[Photo-based referring expression data]

..............................

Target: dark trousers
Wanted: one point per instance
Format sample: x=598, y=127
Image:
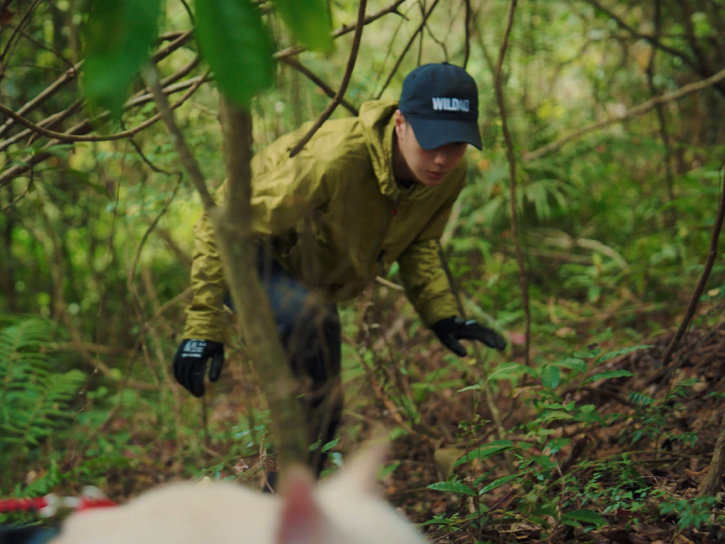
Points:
x=309, y=330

..............................

* **What is required**
Each record above should be copied character for character, with pictures dropped.

* **Exercise solution**
Target: dark trousers
Wanted: one point per instance
Format sample: x=598, y=127
Image:
Points:
x=309, y=330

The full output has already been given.